Extrait choisi:

>>>>

# Année complète ou incomplète ?



## SharpixX (1 Novembre 2022)

Bonjour,
Je suis une nouvelle assistante maternelle et la vraiment je bloque pour un contrat..
Ce serait pour une garde de 50h par semaine, qui en moyenne sur 16semaines donnerait bien 48h de garde en travaillant au total que 76jours. La n'est pas ma question.

Le contrat en question débuterait à partir de lundi 7 novembre.

La maman me dit qu'il n'y aura pas de garde :
- 3 jours en novembre
- 3 jour en décembre 
- 5 jours à Noel
- 5 jours en février
- 5 jours à Pâques
- 1 jour en mai
- 4 jours en juin 
- 5 jours en juillet
= ce qui totalise 4 semaines entières où je n'ai pas l'enfant.

Sachant que je vais cotiser pour mes congés payés de novembre à mai, j'aurai droit à 18 jours pour la période de Juin 2023 à Mai 2024.
Je souhaite donc poser ces congés acquis uniquement sur 3 semaines d'aout.
Ces semaines d'aout ne sont pas en même temps que les futurs congés des parents.

Comment dois-je calculer pour connaitre le nombre de semaines travaillées ? Et donc savoir si je suis en année complète ou incomplète.

Je précise également que j'ai un premier contrat où je ne garde pas l'enfant pendant tout le mois d'aout.

J'aurai d'autres questions à vous poser mais j'attends déjà de comprendre ce calcul avant de vous embrouiller l'esprit !

Merci d'avance pour votre aide..


----------



## booboo (1 Novembre 2022)

Bonsoir, 
pour calculer la mensualisation, on compte les semaines travaillées.... les semaines ! pas des jours par ci par là .

<<<<

Données extraites:
>>>>

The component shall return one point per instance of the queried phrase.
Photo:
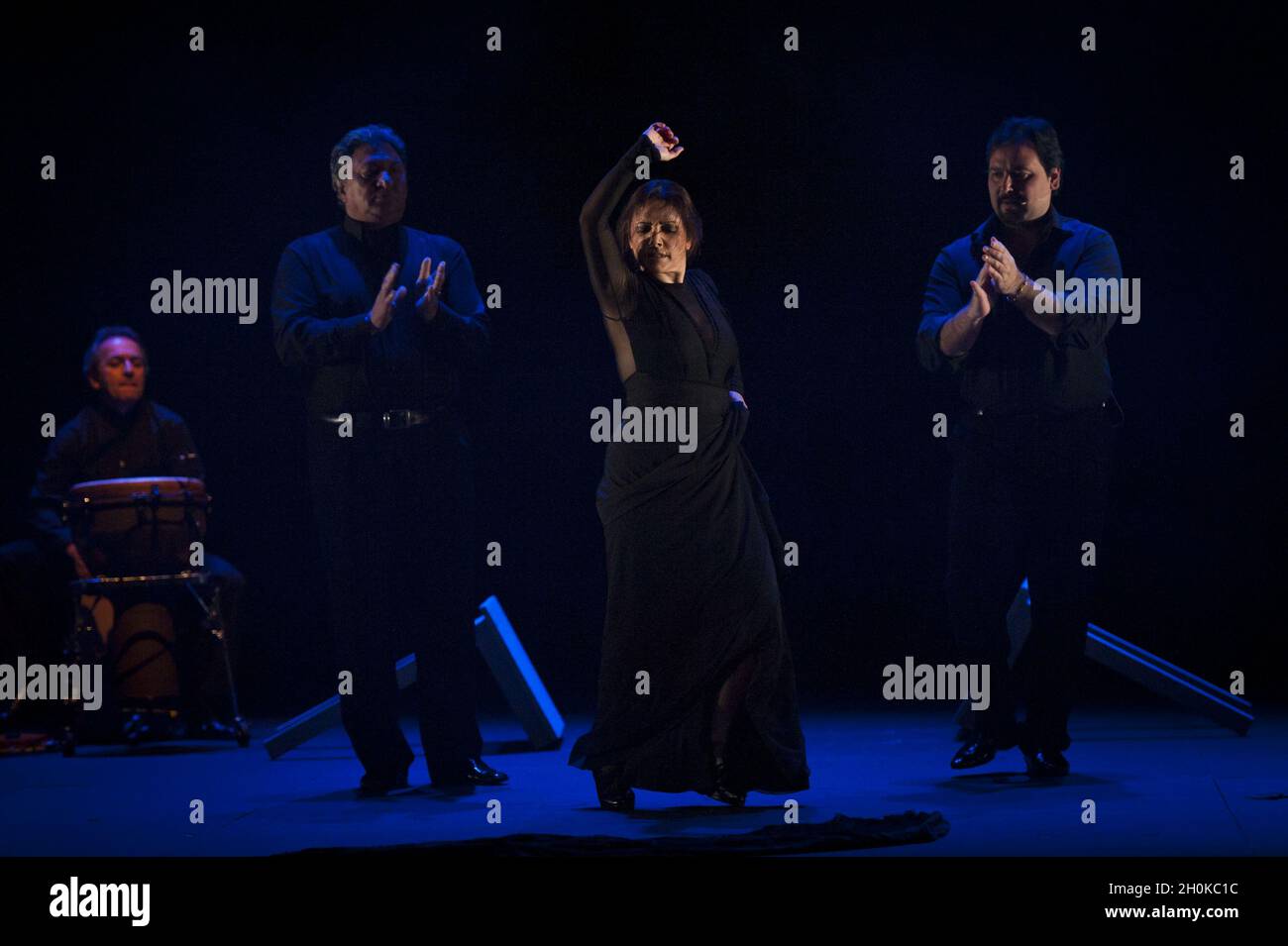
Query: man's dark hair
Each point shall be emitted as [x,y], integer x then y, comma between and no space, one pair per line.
[1033,132]
[89,364]
[671,194]
[355,139]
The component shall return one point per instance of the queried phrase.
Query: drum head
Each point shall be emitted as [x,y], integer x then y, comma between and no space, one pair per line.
[138,525]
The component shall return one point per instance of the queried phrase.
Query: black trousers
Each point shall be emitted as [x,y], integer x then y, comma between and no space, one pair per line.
[1028,491]
[394,514]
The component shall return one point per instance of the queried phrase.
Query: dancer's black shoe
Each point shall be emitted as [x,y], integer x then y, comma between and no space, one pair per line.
[1046,764]
[724,790]
[978,752]
[614,794]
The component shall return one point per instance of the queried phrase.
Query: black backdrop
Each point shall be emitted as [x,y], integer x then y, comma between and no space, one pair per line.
[809,167]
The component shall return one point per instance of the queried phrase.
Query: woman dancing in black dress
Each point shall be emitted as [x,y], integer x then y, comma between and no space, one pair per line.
[696,684]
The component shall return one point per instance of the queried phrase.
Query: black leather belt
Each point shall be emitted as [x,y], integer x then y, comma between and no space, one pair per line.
[389,420]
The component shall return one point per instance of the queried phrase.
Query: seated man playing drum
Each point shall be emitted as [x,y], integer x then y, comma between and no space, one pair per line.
[120,434]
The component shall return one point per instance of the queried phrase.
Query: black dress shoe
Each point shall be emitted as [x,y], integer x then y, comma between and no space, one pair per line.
[724,790]
[380,786]
[468,773]
[1046,764]
[978,752]
[614,794]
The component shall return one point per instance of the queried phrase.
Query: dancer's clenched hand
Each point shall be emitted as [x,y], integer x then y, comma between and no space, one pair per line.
[666,142]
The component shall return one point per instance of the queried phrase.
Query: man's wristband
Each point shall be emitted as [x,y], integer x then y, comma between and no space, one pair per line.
[1012,296]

<<<<

Consignes:
**1)** Dans le fil de discussion sur l'année complète ou incomplète, à quelle date le contrat évoqué débuterait-il ?
**2)** Pour chacune des affirmations suivantes, indiquez si elle concorde avec le fil de discussion sur l'année complète ou incomplète, en citant les mots décisifs : (a) la garde prévue serait de 50 h par semaine ; (b) l'assistante maternelle veut poser ses congés acquis sur 3 semaines de juillet ; (c) selon booboo, la mensualisation se calcule en comptant les jours travaillés.
**3)** Poursuivez le fil de discussion sur l'année complète ou incomplète à partir de son dernier message.

Réponses attendues:
**1)** Le lundi 7 novembre.

**2)**
(a) Oui : « Ce serait pour une garde de 50h par semaine ».
(b) Non : « Je souhaite donc poser ces congés acquis uniquement sur 3 semaines d'aout. »
(c) Non : « on compte les semaines travaillées.... les semaines ! pas des jours par ci par là ».

**3)**
Donc vous prenez un calendrier, vous comptez les semaines où les parents veulent vous confier leur enfant.
Et vous partez sur une année incomplète pour le calcul de la mensualisation (puisque vous dites que les parents n'ont pas les mêmes congés que vous.
S'ils souhaitent ne pas vous confier leur enfant certains jours, cela sera des absences pour convenance personnelle.

N'oubliez pas de dissocier les congés en temps et en argent.
Vous devez poser 5 semaines de congés par an.


----------



## stephy2 (1 Novembre 2022)

Booboo a tout dit. 
Si les pe n'ont pas les mêmes vacances c est bien une année incomplète. Mais si il y a 1 jour travaillé dans la semaine donc celle-ci sera comptabilisée comme travaillé dans votre mensu. Si font des ponts ou prennent quelques jours c est de la convenance personnelle.


----------



## SharpixX (1 Novembre 2022)

Merci pour vos deux réponses.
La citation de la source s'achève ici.